_EXERCISE PROMPT_. Can you reproduce only the items from the line containing "Challenge: find the bee leg" through the line containing "[154, 138, 236, 219]", with "reportedly" changed to "supposedly" and nothing else altered?

_PROVIDED DATA_.
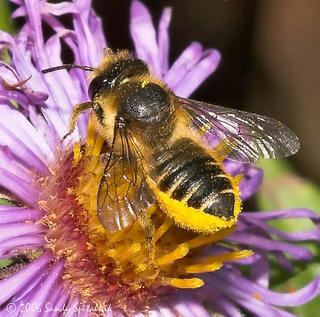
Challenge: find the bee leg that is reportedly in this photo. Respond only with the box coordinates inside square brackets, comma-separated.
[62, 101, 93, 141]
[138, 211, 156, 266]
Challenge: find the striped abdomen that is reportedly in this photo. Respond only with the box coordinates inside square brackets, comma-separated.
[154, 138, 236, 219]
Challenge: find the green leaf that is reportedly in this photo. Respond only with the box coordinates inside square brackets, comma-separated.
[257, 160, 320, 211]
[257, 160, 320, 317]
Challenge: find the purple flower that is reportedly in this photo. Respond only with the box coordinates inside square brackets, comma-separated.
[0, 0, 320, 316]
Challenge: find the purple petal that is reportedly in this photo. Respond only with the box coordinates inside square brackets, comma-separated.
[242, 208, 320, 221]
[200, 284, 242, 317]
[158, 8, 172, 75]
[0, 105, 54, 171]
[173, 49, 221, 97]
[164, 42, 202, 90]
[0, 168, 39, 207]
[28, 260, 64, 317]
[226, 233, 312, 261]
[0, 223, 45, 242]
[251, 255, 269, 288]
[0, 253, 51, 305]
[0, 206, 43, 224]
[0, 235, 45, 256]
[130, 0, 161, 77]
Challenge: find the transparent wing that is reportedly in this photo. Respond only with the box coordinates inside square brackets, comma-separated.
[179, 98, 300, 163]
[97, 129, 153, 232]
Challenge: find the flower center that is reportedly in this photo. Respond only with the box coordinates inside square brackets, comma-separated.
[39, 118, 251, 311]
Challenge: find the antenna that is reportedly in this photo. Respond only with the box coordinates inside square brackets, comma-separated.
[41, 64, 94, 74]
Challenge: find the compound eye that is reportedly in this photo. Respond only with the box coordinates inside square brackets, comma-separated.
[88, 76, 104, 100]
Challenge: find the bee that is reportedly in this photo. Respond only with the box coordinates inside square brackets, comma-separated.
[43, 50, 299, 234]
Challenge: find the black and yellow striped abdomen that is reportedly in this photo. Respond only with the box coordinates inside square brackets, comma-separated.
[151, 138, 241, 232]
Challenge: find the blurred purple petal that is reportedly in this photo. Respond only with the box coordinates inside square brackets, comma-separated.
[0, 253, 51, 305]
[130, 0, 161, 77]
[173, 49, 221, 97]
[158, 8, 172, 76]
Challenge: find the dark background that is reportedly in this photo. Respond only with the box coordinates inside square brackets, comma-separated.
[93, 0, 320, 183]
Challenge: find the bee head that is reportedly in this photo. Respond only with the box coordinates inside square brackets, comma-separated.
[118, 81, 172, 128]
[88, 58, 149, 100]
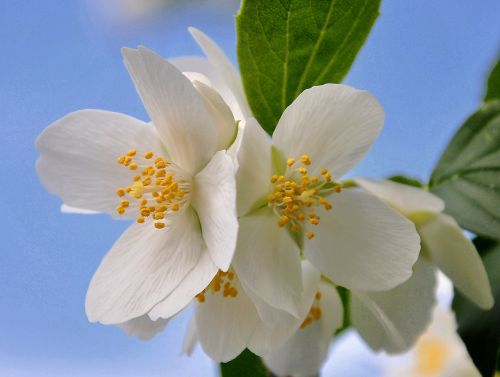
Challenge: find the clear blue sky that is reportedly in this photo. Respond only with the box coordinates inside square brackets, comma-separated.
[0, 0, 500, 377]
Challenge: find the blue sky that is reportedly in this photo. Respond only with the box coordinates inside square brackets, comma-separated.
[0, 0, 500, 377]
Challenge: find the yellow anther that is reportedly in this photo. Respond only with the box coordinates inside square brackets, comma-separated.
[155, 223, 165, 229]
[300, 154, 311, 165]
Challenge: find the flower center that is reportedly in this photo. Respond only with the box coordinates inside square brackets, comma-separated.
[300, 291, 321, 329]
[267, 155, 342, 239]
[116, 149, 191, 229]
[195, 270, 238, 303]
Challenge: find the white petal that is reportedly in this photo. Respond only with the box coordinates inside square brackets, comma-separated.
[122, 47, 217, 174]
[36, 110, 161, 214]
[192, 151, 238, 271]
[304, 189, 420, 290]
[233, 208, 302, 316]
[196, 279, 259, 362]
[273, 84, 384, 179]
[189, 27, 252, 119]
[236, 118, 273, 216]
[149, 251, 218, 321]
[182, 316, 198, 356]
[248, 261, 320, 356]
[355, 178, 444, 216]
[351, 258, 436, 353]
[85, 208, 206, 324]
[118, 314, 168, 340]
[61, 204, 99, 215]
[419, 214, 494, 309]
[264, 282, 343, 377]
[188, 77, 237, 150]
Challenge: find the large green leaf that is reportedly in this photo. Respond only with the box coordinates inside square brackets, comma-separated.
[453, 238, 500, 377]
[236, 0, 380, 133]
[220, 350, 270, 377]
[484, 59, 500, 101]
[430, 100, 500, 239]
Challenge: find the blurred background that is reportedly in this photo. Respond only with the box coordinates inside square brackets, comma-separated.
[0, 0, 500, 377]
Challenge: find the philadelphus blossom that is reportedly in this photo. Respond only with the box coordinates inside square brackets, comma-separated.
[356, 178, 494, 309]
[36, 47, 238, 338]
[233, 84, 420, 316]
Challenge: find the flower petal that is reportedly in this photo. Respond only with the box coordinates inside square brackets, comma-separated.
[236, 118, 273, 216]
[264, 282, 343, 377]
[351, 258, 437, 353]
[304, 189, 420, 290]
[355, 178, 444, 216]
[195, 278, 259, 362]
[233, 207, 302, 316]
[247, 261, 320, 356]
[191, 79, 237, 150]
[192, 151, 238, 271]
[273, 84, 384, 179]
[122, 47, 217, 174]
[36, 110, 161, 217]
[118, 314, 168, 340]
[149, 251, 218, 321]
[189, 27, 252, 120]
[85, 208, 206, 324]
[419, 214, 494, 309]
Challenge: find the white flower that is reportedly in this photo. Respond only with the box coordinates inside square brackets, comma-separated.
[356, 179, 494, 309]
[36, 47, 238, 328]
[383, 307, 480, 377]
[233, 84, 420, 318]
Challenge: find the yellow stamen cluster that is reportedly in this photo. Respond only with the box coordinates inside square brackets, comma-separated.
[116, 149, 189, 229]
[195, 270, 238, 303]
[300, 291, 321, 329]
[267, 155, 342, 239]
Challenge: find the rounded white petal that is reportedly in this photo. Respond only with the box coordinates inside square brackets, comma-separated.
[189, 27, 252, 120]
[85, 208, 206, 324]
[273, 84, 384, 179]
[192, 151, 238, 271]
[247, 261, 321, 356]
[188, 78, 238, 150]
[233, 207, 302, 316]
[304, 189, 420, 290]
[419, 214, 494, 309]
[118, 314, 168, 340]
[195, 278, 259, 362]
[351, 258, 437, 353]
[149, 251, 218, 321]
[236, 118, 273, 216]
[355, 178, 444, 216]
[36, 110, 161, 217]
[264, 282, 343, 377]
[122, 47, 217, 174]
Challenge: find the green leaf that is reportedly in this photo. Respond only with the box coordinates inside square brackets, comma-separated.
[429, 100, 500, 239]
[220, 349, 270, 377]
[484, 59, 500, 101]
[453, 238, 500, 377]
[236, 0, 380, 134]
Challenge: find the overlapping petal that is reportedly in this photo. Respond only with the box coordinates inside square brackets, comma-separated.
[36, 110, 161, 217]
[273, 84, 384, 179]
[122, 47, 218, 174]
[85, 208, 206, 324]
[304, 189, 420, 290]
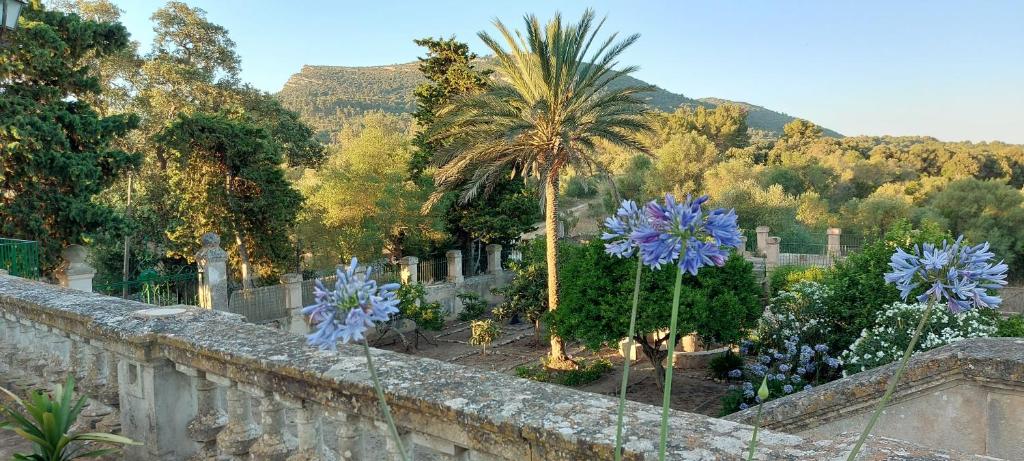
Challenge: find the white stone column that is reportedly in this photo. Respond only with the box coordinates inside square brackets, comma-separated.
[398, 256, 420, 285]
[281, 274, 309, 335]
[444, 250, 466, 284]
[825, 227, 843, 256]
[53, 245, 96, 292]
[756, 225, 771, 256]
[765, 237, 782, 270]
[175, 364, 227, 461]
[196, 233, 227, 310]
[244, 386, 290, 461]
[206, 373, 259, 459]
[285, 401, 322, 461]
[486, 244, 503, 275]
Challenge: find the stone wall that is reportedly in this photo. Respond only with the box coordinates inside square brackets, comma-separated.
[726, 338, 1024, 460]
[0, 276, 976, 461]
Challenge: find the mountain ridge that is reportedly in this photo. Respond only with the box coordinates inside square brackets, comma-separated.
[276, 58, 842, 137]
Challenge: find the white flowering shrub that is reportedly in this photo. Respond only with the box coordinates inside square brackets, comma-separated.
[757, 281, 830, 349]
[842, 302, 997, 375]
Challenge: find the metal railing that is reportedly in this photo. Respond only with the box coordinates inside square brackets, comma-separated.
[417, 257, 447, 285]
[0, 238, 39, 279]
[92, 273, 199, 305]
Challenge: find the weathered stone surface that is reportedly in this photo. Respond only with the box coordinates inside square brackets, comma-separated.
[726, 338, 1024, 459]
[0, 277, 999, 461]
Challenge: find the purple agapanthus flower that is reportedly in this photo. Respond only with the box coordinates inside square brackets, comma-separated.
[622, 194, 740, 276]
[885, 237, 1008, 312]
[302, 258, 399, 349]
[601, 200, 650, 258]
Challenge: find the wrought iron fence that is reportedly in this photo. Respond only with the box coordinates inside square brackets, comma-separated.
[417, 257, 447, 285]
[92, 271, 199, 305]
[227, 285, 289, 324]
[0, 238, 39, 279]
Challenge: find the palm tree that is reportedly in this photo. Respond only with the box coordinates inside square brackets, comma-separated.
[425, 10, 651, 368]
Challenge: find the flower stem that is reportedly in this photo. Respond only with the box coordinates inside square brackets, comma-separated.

--

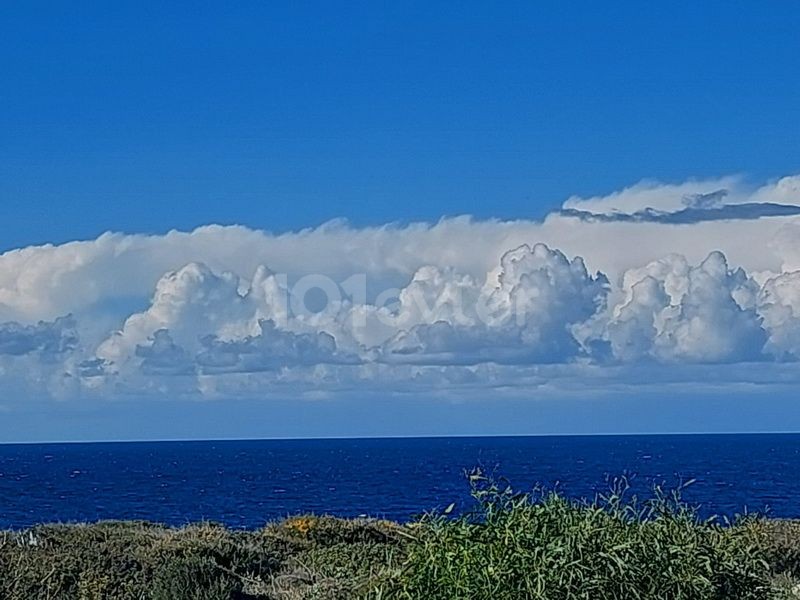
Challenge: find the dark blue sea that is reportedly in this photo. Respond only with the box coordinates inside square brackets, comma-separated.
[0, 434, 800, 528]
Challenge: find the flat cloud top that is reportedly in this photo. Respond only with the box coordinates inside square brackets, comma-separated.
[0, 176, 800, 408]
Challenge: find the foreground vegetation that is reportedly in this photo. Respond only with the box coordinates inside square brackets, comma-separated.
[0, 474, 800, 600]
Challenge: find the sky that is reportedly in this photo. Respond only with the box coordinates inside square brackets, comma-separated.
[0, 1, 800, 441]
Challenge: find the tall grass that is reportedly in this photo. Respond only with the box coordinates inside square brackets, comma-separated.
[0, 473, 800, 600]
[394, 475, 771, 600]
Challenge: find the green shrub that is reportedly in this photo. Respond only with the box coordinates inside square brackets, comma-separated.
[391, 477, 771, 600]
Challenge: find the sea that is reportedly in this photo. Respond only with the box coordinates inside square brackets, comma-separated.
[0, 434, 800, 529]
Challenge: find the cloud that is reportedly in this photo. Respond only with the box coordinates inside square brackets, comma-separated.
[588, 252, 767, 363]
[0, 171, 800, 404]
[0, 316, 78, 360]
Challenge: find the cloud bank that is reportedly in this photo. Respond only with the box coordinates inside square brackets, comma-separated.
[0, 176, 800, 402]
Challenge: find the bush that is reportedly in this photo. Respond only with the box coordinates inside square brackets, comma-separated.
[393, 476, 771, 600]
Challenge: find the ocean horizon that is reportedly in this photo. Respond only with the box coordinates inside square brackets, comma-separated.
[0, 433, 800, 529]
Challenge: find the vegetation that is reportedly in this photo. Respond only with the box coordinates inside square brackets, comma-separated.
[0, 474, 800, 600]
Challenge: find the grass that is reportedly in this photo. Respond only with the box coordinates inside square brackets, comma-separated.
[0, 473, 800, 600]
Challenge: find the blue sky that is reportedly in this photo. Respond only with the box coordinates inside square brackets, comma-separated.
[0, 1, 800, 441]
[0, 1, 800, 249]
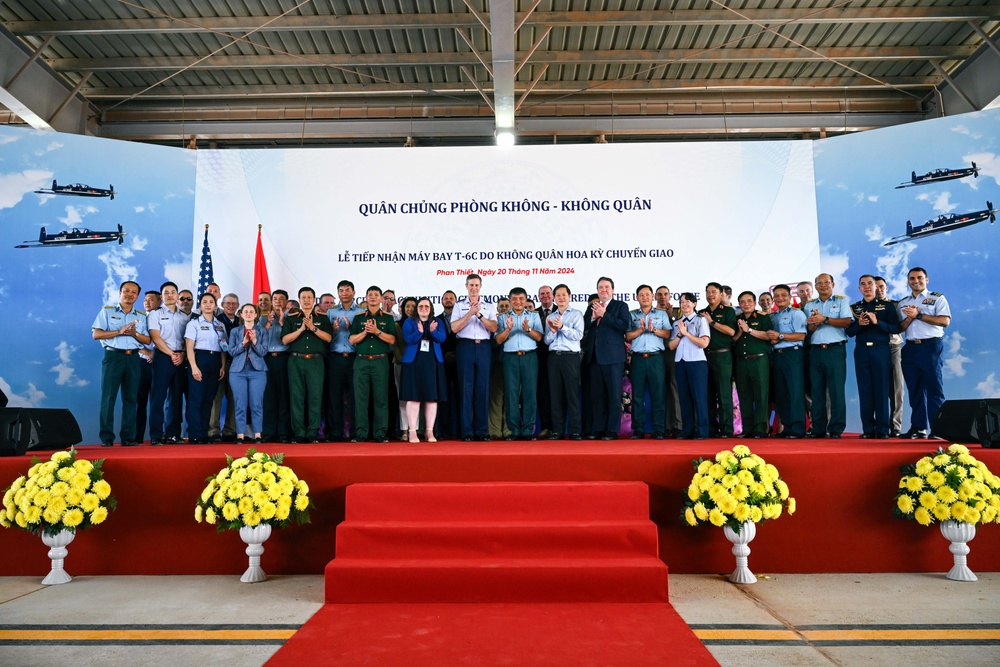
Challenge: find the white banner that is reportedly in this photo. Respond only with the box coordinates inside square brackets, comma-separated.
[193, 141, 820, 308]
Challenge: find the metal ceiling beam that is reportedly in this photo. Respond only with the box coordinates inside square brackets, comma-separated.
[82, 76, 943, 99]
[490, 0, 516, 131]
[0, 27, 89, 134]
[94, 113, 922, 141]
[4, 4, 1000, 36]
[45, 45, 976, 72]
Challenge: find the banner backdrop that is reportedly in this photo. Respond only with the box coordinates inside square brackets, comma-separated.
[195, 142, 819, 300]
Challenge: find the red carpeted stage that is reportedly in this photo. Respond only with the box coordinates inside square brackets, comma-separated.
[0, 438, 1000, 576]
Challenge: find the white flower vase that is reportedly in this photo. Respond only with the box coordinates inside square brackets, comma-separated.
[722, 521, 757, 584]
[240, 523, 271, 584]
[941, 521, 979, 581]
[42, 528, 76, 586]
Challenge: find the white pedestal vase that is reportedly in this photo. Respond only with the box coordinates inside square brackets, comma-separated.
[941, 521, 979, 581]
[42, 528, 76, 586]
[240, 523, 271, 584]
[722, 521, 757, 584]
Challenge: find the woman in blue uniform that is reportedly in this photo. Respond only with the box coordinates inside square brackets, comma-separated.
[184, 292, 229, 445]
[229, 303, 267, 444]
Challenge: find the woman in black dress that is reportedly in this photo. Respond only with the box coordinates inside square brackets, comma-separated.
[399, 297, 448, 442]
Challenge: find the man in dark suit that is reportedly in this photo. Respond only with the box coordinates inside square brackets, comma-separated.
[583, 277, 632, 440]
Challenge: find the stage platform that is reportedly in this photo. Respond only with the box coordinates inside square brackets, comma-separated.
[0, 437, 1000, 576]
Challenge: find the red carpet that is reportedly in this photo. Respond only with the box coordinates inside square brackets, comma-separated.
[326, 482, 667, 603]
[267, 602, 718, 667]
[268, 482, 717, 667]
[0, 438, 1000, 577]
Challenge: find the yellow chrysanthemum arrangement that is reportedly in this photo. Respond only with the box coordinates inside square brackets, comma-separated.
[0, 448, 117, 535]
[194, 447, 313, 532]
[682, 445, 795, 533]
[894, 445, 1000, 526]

...

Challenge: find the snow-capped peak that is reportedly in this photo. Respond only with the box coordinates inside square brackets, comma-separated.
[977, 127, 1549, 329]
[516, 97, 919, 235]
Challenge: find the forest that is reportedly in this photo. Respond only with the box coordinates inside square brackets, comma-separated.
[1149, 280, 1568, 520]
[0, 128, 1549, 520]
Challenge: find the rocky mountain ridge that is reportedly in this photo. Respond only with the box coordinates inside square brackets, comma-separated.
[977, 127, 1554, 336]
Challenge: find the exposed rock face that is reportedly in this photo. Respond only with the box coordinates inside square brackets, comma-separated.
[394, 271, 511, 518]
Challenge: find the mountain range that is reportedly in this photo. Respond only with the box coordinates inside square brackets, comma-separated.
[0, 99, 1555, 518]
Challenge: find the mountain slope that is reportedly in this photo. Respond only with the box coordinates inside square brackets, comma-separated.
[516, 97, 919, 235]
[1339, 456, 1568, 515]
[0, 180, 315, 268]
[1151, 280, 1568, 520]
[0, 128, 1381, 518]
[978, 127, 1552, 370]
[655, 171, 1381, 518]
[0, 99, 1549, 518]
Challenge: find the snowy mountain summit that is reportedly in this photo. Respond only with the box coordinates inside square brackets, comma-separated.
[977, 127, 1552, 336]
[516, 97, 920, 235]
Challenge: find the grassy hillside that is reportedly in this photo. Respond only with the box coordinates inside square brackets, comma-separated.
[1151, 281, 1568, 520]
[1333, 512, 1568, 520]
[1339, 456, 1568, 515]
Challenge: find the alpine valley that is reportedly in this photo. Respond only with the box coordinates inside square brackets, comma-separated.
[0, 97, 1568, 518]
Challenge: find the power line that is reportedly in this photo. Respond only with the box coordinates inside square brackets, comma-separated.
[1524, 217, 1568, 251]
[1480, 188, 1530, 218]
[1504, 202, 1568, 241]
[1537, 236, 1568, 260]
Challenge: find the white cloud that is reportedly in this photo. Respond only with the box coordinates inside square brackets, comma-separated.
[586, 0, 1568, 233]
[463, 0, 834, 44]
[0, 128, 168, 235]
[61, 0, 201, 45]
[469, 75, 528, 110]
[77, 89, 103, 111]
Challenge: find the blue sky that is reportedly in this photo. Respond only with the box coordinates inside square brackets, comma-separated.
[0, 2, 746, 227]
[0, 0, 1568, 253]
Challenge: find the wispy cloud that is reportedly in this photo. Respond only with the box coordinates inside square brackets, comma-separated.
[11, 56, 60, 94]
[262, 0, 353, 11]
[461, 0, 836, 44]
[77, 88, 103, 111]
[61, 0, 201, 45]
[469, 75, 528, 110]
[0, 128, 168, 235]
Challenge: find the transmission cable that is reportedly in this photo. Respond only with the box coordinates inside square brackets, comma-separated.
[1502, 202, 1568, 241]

_SOLVED EXERCISE_.
Challenge: find the bee leg that is supposedly in this photo. Respond only with the box coordinates inside square brackets, comma-separated.
[62, 101, 93, 141]
[138, 211, 156, 266]
Challenge: find the striped abdomen that is supposedly in this photo. Respond only with the box coordinates inside square brackets, comma-separated.
[154, 138, 236, 219]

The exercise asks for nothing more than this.